## Task data
----------

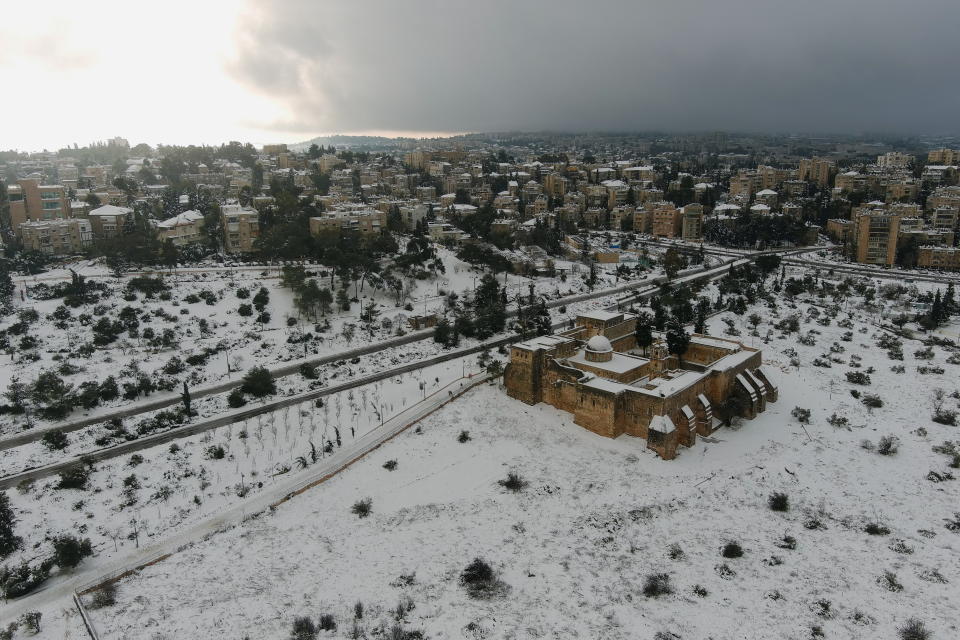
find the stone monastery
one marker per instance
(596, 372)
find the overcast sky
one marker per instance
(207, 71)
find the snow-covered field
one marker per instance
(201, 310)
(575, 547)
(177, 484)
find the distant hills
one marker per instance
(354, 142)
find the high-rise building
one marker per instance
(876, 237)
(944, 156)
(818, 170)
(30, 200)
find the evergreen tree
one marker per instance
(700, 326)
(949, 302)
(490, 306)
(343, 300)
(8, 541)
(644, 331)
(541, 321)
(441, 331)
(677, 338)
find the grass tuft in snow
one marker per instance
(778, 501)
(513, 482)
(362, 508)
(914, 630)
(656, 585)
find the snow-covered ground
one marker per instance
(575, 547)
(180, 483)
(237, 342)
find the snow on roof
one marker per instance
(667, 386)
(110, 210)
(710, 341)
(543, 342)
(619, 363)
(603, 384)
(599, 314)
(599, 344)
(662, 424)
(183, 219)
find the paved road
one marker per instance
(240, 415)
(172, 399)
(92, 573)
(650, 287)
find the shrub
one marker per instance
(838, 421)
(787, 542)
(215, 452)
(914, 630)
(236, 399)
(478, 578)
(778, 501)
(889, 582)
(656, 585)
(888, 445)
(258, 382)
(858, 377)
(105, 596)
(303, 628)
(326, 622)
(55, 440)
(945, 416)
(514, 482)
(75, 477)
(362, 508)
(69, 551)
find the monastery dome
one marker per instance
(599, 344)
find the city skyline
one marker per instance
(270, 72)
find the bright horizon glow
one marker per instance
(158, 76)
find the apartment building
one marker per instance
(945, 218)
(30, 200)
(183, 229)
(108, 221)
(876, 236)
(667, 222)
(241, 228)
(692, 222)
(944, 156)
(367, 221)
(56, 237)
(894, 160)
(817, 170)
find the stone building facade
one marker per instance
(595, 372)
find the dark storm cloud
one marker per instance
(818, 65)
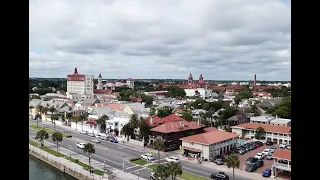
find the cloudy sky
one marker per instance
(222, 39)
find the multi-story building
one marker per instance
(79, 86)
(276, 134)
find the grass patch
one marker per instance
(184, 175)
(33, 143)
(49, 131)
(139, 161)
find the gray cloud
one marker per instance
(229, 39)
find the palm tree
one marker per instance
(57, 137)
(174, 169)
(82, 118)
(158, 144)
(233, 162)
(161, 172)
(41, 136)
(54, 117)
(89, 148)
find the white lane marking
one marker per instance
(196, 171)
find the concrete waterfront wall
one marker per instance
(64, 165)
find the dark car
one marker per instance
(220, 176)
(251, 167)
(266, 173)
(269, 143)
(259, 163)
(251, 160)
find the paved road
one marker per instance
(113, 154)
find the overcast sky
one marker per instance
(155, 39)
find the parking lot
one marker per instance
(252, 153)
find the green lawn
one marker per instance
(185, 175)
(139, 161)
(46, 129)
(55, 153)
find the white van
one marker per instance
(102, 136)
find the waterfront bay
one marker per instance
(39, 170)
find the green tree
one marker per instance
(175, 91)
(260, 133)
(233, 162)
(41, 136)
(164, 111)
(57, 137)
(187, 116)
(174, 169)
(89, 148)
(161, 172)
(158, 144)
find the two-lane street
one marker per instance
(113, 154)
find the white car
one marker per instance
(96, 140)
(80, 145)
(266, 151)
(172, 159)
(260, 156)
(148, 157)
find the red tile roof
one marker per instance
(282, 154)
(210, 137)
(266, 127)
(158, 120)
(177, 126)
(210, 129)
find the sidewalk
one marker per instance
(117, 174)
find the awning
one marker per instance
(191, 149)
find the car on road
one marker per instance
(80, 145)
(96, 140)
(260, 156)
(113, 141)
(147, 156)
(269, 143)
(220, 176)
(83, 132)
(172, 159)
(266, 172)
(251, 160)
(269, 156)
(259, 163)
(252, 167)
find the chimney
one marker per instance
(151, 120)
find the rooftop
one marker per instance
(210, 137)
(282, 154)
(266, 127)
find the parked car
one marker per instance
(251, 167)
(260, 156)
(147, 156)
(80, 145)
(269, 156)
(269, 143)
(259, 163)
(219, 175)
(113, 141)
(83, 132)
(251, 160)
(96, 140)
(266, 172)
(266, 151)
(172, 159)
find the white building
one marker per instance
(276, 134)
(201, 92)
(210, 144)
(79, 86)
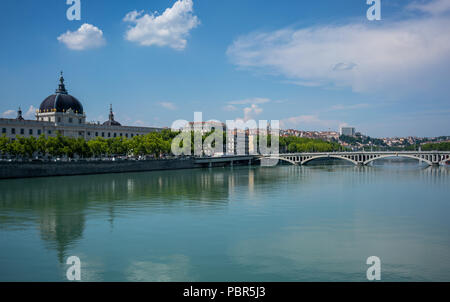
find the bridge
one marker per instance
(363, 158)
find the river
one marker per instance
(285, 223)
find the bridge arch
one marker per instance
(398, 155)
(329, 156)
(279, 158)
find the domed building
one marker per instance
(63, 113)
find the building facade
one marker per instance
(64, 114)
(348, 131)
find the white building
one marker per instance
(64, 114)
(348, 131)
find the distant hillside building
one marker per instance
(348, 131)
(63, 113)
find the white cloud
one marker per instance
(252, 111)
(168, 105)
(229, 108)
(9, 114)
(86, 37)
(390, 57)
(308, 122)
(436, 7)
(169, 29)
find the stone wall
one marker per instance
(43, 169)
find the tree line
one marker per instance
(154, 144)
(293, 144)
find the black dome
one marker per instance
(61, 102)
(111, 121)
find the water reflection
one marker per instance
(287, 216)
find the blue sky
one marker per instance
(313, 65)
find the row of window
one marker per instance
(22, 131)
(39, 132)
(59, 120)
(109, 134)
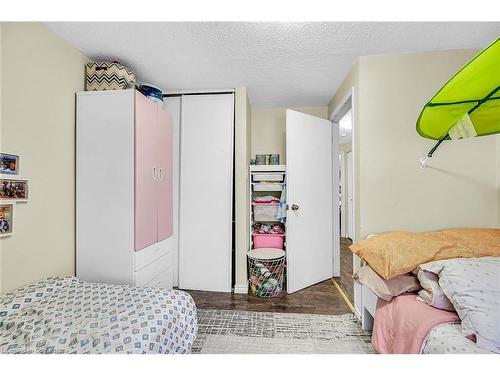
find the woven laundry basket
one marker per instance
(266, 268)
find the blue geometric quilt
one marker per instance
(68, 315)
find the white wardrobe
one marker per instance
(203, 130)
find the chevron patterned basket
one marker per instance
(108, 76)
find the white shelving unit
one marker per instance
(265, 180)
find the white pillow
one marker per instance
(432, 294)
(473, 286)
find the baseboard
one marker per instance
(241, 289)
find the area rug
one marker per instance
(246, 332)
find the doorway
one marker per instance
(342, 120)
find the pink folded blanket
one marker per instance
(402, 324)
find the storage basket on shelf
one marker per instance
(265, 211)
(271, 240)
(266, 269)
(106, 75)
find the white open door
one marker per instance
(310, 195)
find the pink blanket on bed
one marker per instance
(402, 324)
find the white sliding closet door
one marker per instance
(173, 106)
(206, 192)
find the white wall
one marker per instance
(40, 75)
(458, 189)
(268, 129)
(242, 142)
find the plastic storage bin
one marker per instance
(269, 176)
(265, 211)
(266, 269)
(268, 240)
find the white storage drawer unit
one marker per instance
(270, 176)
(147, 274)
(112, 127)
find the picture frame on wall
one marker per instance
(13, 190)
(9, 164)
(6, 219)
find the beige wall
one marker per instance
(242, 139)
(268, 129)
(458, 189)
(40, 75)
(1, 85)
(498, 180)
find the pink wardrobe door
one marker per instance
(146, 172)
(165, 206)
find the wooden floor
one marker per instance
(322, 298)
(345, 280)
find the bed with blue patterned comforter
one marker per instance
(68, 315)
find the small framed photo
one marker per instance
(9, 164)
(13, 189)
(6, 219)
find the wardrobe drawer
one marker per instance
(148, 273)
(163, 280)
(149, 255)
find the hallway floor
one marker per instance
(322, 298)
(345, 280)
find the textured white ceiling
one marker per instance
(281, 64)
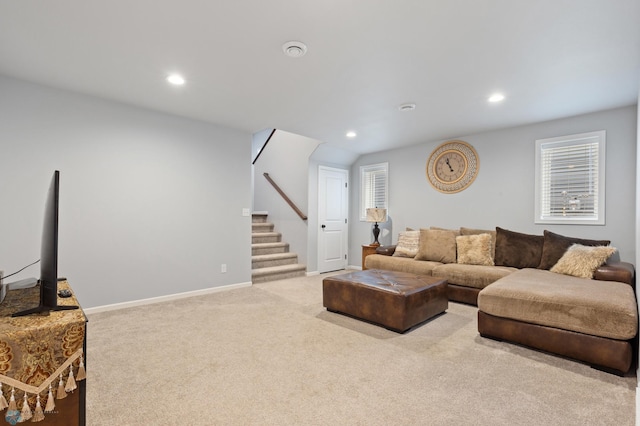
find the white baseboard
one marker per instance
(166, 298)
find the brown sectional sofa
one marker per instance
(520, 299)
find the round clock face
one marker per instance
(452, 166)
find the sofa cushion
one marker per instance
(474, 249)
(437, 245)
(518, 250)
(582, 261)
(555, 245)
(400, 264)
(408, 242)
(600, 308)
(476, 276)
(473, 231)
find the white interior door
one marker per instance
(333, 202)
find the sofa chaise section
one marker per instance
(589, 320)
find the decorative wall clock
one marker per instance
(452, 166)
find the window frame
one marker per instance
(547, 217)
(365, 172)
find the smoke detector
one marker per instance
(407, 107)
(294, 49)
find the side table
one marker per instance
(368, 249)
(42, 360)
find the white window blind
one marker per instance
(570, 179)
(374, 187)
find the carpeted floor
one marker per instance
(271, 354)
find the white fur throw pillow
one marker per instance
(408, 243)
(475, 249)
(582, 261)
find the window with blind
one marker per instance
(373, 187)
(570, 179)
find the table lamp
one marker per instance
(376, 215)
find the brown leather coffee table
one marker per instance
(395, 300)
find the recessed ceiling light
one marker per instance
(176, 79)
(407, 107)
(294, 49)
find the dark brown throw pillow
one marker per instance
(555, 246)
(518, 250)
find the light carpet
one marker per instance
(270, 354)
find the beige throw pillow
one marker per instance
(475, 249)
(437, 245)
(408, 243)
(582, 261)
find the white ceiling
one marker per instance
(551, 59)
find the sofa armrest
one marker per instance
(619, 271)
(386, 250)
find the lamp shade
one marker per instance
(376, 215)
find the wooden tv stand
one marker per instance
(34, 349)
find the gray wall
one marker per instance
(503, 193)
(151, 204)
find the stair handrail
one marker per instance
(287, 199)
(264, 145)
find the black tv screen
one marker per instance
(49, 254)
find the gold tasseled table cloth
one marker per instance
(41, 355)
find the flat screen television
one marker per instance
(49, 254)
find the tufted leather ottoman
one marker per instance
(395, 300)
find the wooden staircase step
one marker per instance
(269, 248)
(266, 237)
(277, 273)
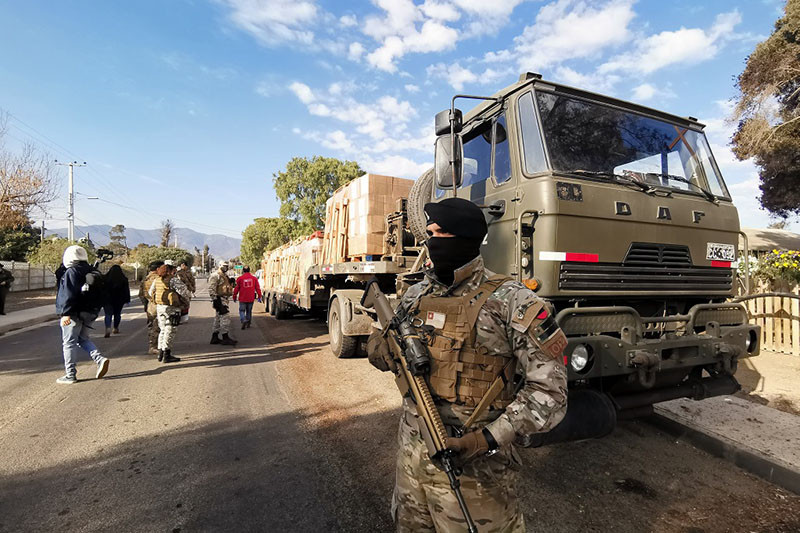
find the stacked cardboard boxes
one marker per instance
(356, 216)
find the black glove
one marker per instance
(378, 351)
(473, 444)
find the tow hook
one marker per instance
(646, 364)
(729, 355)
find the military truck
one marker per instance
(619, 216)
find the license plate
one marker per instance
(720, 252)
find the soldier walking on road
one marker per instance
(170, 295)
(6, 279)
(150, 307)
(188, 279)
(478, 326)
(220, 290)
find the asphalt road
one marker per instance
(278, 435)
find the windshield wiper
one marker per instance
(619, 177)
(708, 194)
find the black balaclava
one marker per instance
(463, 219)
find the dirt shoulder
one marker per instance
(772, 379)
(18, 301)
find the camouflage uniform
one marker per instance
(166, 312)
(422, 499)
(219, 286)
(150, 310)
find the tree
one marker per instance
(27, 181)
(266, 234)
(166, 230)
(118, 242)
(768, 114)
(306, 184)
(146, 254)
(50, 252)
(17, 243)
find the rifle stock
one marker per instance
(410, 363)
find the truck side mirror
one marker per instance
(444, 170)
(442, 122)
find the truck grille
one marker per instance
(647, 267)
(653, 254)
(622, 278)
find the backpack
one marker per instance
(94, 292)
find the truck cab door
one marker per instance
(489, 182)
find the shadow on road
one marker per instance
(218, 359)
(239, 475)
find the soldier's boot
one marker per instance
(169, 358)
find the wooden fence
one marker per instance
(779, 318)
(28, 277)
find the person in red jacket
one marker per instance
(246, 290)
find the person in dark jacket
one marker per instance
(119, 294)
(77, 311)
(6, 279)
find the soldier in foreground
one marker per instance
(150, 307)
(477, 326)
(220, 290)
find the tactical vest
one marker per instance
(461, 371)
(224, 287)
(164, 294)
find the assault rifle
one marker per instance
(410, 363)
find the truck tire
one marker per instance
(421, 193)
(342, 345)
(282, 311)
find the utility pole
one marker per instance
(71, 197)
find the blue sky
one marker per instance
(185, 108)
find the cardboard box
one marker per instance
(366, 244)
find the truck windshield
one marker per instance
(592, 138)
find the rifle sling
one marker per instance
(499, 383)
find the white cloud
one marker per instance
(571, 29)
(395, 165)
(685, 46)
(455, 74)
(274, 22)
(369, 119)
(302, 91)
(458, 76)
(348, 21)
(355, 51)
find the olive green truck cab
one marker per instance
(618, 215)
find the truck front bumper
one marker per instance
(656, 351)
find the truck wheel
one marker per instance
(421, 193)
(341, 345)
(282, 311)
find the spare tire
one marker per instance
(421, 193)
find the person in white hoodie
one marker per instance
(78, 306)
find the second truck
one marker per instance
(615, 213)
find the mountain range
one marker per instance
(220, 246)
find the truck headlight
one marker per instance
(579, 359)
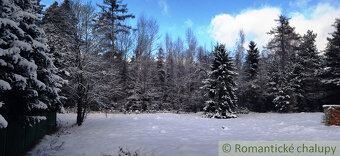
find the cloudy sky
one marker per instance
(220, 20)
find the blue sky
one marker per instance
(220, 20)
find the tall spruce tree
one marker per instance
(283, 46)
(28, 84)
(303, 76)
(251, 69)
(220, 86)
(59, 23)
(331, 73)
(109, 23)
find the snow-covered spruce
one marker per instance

----------

## Aim of the task
Starting with the line containing "find the rifle sling" and going on through the end of the entries, write those lines again with "truck" changed to "lorry" and nothing else altered. Leave the pictures out of your answer.

## Final result
find the rifle sling
one marker per instance
(499, 383)
find the white cloud
one marker per instance
(571, 29)
(395, 165)
(685, 46)
(455, 74)
(274, 22)
(369, 119)
(302, 91)
(458, 76)
(348, 21)
(355, 51)
find the olive green lorry cab
one marker per instance
(618, 215)
find the lorry front bumper
one marker per instance
(656, 351)
find the lorry wheel
one marker per instance
(421, 193)
(341, 345)
(282, 311)
find the spare tire
one marker per instance
(421, 193)
find the person in white hoodie
one marker per instance
(78, 306)
find the second lorry
one marker per instance
(615, 213)
find the mountain range
one marker per instance
(220, 246)
find the lorry headlight
one marker per instance
(579, 359)
find the cloudy sky
one marker per instance
(220, 20)
find the blue sky
one marker per instance
(220, 20)
find the tall spruce tree
one marker per instance
(283, 46)
(28, 84)
(303, 76)
(251, 69)
(220, 86)
(59, 23)
(331, 73)
(109, 23)
find the snow-covered spruce
one marker per instance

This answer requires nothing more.